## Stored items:

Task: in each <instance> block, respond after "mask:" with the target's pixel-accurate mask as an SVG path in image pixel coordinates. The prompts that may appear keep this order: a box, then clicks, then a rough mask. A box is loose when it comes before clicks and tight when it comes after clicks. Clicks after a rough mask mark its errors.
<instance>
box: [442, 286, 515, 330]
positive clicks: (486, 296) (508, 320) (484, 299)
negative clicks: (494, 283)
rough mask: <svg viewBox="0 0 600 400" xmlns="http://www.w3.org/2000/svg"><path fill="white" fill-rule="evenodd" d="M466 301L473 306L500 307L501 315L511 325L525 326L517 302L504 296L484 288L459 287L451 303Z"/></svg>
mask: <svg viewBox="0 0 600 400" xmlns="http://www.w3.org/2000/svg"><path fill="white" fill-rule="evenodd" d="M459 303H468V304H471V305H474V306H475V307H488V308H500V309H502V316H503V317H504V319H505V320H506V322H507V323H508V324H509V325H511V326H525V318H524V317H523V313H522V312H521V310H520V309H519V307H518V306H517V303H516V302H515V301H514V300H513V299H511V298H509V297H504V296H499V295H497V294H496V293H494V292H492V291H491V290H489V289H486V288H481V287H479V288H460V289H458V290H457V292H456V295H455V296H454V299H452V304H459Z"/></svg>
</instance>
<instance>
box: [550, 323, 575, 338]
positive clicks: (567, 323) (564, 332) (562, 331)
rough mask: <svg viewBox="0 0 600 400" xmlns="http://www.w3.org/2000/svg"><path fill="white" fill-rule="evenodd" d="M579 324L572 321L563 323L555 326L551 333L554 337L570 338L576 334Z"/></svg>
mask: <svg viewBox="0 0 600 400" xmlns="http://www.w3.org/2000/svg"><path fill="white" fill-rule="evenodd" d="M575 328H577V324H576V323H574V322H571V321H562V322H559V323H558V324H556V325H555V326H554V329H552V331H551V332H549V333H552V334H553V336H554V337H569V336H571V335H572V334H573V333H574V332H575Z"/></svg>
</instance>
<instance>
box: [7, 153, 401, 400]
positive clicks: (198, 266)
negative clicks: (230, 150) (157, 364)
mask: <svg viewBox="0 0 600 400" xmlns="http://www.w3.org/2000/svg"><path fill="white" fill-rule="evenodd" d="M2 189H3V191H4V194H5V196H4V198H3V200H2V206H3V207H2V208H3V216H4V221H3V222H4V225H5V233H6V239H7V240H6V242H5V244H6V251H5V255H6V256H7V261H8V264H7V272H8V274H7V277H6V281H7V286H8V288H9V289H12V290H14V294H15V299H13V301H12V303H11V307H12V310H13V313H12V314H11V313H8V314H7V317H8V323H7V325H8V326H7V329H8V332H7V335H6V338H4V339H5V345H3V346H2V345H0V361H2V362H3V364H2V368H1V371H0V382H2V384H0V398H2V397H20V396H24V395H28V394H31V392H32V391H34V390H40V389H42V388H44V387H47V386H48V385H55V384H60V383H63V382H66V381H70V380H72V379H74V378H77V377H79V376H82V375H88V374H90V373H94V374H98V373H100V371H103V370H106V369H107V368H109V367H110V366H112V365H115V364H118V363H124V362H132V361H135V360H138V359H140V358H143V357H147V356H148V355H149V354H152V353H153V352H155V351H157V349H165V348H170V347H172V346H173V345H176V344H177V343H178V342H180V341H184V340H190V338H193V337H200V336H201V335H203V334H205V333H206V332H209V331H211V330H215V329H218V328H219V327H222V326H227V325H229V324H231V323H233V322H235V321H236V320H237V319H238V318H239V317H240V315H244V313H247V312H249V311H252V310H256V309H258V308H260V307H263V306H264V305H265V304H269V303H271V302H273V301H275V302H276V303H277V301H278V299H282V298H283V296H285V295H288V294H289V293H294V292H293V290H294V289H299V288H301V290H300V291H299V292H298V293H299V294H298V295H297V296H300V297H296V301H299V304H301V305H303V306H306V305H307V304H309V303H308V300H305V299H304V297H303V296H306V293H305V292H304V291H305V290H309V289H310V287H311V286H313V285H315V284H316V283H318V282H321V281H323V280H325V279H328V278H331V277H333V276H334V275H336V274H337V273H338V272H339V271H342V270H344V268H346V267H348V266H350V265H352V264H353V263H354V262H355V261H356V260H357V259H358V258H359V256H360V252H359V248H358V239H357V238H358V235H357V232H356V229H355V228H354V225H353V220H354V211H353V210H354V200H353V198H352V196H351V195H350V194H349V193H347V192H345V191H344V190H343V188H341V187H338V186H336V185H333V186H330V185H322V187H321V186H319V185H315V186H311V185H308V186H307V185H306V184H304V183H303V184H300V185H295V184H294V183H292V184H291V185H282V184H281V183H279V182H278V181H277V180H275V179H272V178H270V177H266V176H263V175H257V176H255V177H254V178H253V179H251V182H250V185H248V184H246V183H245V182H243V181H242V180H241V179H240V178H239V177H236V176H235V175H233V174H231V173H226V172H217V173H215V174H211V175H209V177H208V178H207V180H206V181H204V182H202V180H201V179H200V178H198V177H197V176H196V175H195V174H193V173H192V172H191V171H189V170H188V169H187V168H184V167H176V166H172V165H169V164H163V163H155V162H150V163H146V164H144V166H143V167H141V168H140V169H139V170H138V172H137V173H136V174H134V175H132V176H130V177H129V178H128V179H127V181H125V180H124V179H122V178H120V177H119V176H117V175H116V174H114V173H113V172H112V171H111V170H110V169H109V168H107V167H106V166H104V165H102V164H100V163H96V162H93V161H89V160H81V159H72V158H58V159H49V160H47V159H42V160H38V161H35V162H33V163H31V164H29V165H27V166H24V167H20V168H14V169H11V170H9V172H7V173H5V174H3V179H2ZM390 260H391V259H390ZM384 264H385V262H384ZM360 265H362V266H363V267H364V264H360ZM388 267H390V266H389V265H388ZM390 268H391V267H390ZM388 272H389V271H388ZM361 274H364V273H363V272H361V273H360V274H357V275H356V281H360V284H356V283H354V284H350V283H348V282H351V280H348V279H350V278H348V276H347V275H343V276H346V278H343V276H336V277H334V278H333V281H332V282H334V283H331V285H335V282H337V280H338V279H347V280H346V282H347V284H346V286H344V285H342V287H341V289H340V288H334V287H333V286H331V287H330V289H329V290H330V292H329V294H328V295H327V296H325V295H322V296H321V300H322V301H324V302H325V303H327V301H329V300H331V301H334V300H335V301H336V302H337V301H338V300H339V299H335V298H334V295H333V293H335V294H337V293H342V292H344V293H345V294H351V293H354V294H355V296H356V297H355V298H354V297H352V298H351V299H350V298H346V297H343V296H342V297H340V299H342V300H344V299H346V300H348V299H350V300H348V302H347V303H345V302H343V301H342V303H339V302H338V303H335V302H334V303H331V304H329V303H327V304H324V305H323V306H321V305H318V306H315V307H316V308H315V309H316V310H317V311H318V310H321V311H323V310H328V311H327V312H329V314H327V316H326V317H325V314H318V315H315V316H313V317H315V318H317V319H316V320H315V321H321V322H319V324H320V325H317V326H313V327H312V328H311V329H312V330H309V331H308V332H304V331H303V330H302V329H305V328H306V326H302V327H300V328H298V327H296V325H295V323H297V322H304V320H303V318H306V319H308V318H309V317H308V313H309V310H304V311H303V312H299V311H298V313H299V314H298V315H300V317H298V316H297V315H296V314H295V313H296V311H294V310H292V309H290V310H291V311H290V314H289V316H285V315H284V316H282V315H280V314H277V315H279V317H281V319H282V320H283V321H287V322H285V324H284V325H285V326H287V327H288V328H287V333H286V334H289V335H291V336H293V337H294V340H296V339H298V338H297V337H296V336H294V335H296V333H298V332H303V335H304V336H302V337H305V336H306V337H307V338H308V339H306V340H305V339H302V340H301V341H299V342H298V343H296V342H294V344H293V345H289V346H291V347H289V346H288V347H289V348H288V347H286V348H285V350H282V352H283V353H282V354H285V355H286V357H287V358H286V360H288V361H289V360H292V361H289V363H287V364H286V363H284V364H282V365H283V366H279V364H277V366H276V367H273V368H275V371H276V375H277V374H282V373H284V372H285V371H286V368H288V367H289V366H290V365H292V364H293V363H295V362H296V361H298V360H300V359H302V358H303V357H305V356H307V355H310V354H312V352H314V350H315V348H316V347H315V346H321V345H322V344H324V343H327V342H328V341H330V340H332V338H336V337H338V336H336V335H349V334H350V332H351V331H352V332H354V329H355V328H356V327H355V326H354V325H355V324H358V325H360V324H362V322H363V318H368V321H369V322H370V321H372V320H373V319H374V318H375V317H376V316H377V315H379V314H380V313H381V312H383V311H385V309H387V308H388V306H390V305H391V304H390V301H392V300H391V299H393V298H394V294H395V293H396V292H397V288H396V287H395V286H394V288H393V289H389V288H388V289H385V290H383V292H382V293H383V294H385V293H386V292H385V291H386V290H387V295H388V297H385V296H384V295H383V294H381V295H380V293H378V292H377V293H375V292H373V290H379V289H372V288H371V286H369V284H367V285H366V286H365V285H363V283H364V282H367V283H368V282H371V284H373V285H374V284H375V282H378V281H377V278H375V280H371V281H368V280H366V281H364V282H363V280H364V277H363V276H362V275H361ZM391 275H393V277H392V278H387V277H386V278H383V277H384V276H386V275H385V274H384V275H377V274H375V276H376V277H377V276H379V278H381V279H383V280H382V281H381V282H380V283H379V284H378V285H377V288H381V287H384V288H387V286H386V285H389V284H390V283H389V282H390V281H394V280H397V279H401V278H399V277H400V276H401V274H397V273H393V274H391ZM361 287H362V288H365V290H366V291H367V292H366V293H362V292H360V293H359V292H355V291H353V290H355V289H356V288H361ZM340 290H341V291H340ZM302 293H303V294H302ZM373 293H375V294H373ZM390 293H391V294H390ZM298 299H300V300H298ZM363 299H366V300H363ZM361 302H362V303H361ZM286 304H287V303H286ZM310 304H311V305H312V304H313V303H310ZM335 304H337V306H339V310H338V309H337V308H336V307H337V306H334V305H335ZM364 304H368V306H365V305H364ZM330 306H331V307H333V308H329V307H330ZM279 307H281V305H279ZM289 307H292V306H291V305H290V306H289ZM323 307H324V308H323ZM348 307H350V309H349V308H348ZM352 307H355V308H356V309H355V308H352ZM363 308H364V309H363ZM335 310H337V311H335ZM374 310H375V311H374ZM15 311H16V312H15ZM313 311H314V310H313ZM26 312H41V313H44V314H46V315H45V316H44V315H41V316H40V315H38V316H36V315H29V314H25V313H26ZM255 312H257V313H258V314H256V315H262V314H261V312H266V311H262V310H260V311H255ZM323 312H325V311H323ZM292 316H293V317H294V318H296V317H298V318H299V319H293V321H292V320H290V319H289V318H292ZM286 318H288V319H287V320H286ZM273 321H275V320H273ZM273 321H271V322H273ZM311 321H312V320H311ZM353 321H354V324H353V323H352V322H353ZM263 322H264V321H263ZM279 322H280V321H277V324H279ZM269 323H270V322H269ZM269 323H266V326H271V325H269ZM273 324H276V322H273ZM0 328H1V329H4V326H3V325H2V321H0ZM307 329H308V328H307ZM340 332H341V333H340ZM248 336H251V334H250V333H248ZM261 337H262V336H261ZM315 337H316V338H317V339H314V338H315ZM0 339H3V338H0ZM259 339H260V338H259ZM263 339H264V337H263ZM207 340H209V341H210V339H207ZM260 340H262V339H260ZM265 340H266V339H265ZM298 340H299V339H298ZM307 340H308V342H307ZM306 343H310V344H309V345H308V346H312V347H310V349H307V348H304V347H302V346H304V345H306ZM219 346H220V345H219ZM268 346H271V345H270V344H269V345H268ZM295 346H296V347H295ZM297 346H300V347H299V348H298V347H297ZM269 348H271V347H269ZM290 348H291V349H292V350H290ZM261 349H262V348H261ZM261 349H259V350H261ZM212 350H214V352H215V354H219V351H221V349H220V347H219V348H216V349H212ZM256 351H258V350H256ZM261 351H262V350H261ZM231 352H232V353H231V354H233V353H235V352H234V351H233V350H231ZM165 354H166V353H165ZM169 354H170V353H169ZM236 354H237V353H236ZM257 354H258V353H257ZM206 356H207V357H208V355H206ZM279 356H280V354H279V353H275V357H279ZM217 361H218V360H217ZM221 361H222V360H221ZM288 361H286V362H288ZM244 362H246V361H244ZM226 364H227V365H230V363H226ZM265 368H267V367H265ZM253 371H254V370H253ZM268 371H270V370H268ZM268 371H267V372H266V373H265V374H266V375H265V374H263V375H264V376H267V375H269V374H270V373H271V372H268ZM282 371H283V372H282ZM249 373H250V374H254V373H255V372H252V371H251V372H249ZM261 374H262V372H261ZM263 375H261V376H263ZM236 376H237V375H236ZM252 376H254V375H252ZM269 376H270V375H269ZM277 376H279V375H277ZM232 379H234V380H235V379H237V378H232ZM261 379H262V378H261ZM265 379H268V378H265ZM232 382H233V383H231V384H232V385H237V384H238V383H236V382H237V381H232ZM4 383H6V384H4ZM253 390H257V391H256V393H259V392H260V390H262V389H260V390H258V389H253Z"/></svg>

## WORK TO COMPLETE:
Each line from the start of the records through the line holding "box: [442, 286, 515, 330]" must be returned exactly; nothing else belongs in the answer.

## EXERCISE RESULT:
Task: in each <instance> block, respond after "mask:" with the target's pixel-accurate mask as an SVG path in image pixel coordinates. The prompts that may appear keep this order: a box, then clicks, then a rough mask. A box is loose when it comes before clicks and tight when it comes after clicks. Clicks after a rough mask mark its errors.
<instance>
box: [442, 286, 515, 330]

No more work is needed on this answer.